** Your goal **
Pull out every line of the listing below that contains the word "black".

--------

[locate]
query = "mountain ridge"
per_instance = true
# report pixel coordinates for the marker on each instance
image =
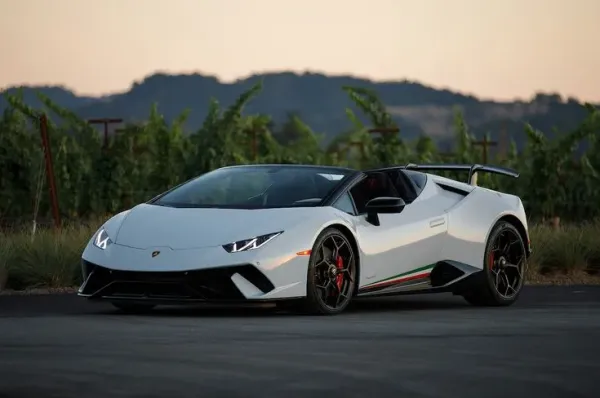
(319, 100)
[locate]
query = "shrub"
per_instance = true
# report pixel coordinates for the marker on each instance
(51, 259)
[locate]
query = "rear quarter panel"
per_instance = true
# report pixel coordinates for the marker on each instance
(471, 220)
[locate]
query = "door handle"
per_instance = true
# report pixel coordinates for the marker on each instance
(437, 222)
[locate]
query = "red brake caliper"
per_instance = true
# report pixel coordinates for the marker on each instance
(340, 276)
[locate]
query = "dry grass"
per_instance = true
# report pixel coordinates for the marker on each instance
(50, 261)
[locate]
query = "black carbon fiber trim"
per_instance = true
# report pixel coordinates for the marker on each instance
(212, 284)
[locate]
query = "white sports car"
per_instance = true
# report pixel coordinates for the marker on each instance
(312, 236)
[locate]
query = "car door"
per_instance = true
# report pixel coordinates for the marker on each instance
(404, 247)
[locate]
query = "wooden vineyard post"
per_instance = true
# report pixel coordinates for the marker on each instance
(485, 143)
(105, 122)
(49, 170)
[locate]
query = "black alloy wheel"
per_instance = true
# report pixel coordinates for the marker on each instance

--------

** In response **
query = "black carbon fiber trim"
query = "black alloy wheel"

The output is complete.